• Textausschnitt
---+---

Denn die Vorwürfe reichen heute immer noch von Spionage über Datenmissbrauch, wie zum Beispiel bei der Olympia-App "My2022", bis hin zu Menschenrechtsverletzungen. Wie bei den Uiguren, einer mehrheitlich muslimischen Minderheit in der nordwestlichen Region Xinjiang. In Umerziehungslagern zwingt China diese Minderheit zur Aufgabe ihrer Religion, Kultur und Sprache.

Einige westliche Mächte hatten unter anderem wegen dieser Vorwürfe einen diplomatischen Boykott der Spiele verhängt. Deutschland hatte sich dem Boykott nicht offiziell angeschlossen, aber keine Vertreter nach Peking entsandt. "Dies ist ein Versuch der Chinesen, uns vom eigentlichen Problem abzulenken", sagte die US-Botschafterin bei den Vereinten Nationen, Linda Thomas-Greenfield, auf CNN. "Wir wissen, dass die Uiguren gefoltert werden und dass die Uiguren Opfer von Menschenrechtsverletzungen durch die Chinesen sind."

Die strahlende Yilamujiang, die sportlich bisher kaum in Erscheinung getreten ist, steht im krassen Gegensatz zu den Vorwürfen, ihr Auftritt ist deshalb mindestens zynisch, in jedem Fall unglaubwürdig, er soll nach außen hin eine Heile-Welt-Bild vermitteln – wie die ganzen Spiele es tun sollen. Das Problem: viele Staaten haben noch kein wirkliches Konzept im Umgang mit dem mächtigen China, aus Angst vor (wirtschaftlichen) Konsequenzen.

Dabei ist das "Sportswashing" nicht nur für die Außenwirkung gedacht. "Sportswashing soll nach außen auf andere Staaten, aber auch nach innen auf die Bevölkerung wirken", sagt Michalski: "Die eigenen Bürger und Bürgerinnen sollen beruhig werden und es soll gezeigt werden, dass der Staat in der Welt wichtig ist und dass das Land gefeiert wird."

"Sportswashing" beim Fußball oder in der Formel 1

Diese Art der "PR" ist inzwischen weit verbreitet. Die Formel 1 fährt für viel Geld in Katar und Saudi-Arabien Rennen. Der Fußball-Weltverband FIFA steht seit Jahren in der Kritik, weil er im Vorfeld der in diesem Jahr stattfindenden WM in Katar bei Menschenrechtsverletzungen in dem Emirat die Augen verschließt.

Aber auch Vorgänge bei Fußball-Vereinen wie Paris St. Germain (katarische Investorengruppe) oder dem deutschen Meister FC Bayern München (Sponsor Qatar Airways und Trainingslager in Doha) werden immer öfter hinterfragt.

Dabei gehören zum "Sportswashing" immer mindestens zwei. Staaten - wie bei Olympia nun China - die diese Bühne erhalten. Und diejenigen, die diese Bühne überhaupt erst zur Verfügung stellen und es damit ermöglichen, dass der Ruf aufpoliert werden kann. Wenn also "die anderen Staaten und der organisierende Sportverband das Spiel mitspielen und die schlechte Menschenrechtssituation in ihrer öffentlichen Kommunikation ebenfalls unter den Teppich kehren", wie es Salza beschreibt.

---+---

• Gesammelte Daten
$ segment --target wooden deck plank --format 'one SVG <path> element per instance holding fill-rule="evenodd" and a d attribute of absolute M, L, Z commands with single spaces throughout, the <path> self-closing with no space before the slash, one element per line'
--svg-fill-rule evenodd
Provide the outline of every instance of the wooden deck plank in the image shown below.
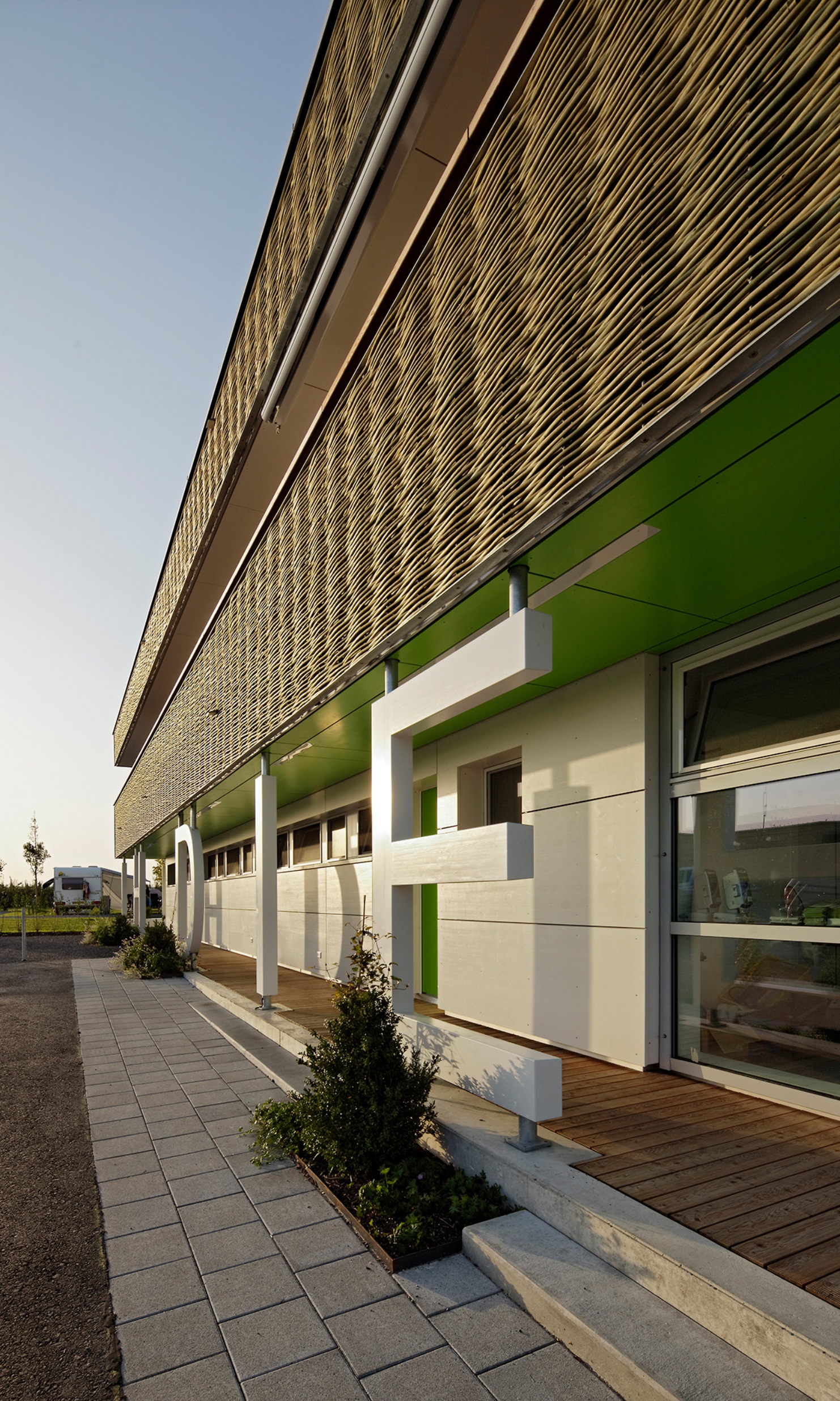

---+---

• Aufgabe
Welcher Sponsor des FC Bayern München wird im Textausschnitt genannt? Stütze dich dabei allein auf den Textausschnitt.

• Lösung
Qatar Airways.